Se me acerca un niño. Y lo hace
entusiasmado por enseñarme lo que sostiene en sus diminutos dedos. Mira, mira. ¡Fíjate
en lo que acabo de encontrar! ¿Qué será esto? pregunta a su maestra. A mí. Lo
que me muestra puede ser un botón o los restos de hilo que quedan de ese botón.
Puede ser un insignificante trozo de papel con forma de lenteja. Puede ser una
cuenta de una pulsera que se ha roto o tal vez algo que ni siquiera tiene
palabra porque aparentemente no es más que una forma extraña y brillante. Esa
insignificante cosa, eso sí, es mínima en sus dimensiones siempre que se repite
la escena. Siempre que vuelve a aflorar ese momento de extrema belleza que se
parece a una revelación. Cuando esa persona de 4 años con tendencia a dejarse
llevar por esos instantes de emocionantes hallazgos y por la curiosidad, me
quiere hacer cómplice de su descubrimiento y me regala generosamente su valioso
objeto. Gracias a mi profesión soy dueña de numerosos objetos desconocidos como
los que he mencionado y he decidido guardarlos como se merecen las cosas inútiles
que sin embargo tienen gran valor. Les he preparado una metálica caja de
turrón. Porque no sé si tú, pero yo, lector mío, ya he empezado a comer turrón
a las puertas, como nos encontramos, de la Navidad.
Lo que me hacen vivir mis alumnos
y sus objetos de irresistible inutilidad no es en absoluto ajeno a la escuela. Cuando
veo venir a un niño y sus manos custodiando el preciado tesoro asisto a un fenómeno con nombre y apellido. Y
siempre que aparece en mis manos un nuevo tesoro, este me roba una sonrisa. A
cambio de esa sonrisa, me llega en forma de regalo el recuerdo de una gran
mujer. Una mujer audaz que gracias a su
observación sistemática y rigurosa de la evolución del niño creó una
metodología de enseñanza que hoy todavía sigue ganando prestigio. Hablo de la
primera mujer médico de Italia, la irrepetible
Maria Montessori. Y los objetos que guardo en la caja de turrón son la
prueba de algo que descubrió ella y que ahora vas a conocer.

Los datos:
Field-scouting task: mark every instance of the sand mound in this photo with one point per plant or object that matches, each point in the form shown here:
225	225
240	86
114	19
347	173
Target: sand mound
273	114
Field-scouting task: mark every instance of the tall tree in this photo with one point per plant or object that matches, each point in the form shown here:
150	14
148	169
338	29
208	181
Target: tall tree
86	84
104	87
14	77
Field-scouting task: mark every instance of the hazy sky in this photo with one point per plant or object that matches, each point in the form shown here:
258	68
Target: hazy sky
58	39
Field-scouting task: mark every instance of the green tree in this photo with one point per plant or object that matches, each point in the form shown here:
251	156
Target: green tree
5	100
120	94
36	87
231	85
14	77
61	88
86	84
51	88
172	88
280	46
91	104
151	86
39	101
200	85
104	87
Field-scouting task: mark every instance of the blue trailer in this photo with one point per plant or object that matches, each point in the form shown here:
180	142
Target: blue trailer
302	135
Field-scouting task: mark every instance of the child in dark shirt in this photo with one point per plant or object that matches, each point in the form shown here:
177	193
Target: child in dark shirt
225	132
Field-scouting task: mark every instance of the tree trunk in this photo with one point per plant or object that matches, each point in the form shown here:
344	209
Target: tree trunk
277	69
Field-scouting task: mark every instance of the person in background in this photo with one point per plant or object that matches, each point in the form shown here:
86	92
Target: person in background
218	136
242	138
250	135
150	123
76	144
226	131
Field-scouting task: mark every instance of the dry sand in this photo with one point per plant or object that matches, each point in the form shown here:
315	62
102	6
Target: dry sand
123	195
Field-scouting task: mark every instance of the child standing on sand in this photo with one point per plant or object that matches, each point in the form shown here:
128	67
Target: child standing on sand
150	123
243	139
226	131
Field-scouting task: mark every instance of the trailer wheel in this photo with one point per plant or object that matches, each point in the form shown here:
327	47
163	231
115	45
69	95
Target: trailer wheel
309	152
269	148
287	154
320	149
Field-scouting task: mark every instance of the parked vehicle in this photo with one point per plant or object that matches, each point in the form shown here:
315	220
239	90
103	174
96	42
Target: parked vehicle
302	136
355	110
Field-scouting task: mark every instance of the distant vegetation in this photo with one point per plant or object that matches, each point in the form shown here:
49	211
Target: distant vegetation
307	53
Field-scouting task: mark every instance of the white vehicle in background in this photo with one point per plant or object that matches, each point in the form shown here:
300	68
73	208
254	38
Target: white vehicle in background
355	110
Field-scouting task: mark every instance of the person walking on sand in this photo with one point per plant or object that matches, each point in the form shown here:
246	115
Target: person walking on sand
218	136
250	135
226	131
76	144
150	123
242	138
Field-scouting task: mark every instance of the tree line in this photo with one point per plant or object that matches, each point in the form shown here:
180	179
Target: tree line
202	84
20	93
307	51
==
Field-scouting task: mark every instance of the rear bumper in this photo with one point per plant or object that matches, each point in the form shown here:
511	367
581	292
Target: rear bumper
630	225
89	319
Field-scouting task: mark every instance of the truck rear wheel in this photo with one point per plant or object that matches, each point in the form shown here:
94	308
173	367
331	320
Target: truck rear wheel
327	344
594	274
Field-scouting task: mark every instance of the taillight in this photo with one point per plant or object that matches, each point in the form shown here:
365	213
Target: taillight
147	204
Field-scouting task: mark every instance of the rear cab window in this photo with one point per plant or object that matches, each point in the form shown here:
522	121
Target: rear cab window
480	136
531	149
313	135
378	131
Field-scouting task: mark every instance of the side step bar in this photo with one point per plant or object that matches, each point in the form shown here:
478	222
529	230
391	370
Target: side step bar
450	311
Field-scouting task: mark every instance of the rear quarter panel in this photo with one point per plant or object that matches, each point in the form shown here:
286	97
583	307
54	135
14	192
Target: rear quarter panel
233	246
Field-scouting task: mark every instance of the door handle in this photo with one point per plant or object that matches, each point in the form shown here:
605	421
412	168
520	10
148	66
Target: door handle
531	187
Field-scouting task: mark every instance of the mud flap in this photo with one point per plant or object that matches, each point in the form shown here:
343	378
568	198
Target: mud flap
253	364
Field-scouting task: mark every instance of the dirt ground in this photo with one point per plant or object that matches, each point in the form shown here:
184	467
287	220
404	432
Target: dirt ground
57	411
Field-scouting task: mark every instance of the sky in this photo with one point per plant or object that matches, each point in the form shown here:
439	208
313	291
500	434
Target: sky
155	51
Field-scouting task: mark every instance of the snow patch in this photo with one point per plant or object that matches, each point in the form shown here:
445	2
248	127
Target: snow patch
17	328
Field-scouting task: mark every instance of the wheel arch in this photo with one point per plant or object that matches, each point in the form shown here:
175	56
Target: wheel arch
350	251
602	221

Qué se pide:
[a] Copia del texto sobre los tesoros de los niños el tramo entre "Se me acerca" y "de ese botón.", ambos incluidos.
[b] Retoma el texto sobre los tesoros de los niños a partir de su última frase.
Ninguna de las tareas requiere los datos.

Resultados:
[a]
Se me acerca un niño. Y lo hace
entusiasmado por enseñarme lo que sostiene en sus diminutos dedos. Mira, mira. ¡Fíjate
en lo que acabo de encontrar! ¿Qué será esto? pregunta a su maestra. A mí. Lo
que me muestra puede ser un botón o los restos de hilo que quedan de ese botón.

[b]
Montessori identificó periodos
sensibles en los que el niño abre transitoriamente ventanas al desarrollo que la
neurociencia actual además ha corroborado. Así, existe por ejemplo, el periodo
sensible del lenguaje de 0 a 7 años que nos muestra que un niño que no ha
estado expuesto al estímulo lingüístico (y no ha adquirido el lenguaje) no lo
podrá hacer en el futuro al caducarse en cierto modo ese periodo sensible. Existe
pues a propósito de mis tesoros, otro periodo sensible que diagnosticó
Montessori que hace referencia a mi caja de turrón. Se trata del periodo
sensible de los pequeños objetos que aparece de 1 a 7 años. Montessori vio que
el niño siente una irrefrenable atracción por los objetos pequeños que no es
sino un instinto por indagar en la naturaleza de los objetos y los procesos
vitales. Por eso, Montessori animaba a los educadores a ofrecer a los niños
semillas o cáscaras de frutos secos, siempre y cuando se evitaran peligros. Y es
la prueba inequívoca de ese descubrimiento montessoriano del periodo sensible
de objetos pequeños que se me revela con mis alumnos, la que renueva como una
gota en la piedra mi admiración por ella y también el amor hacia lo que hago.
Es gracioso. Cuando queremos que
un niño experimente la fascinación estética por un bello paisaje y le acercamos
por ejemplo a una playa inmensa. O a un campo nevado. Y el niño, no en un
arrebato de desprecio por nuestra invitación claro está, siente preferencia por la concha diminuta al horizonte fotográfico. O se queda con una aceituna de
papel que ha descubierto entre piedras en mitad del paisaje nevado que nos impresiona a los adultos.
Estas pequeñeces me acercan la grandeza de Maria Montessori. La
incansable lucha de una mujer brillante en un mundo de hombres. Y me recuerdan también
el valor de las cosas que no tienen valor.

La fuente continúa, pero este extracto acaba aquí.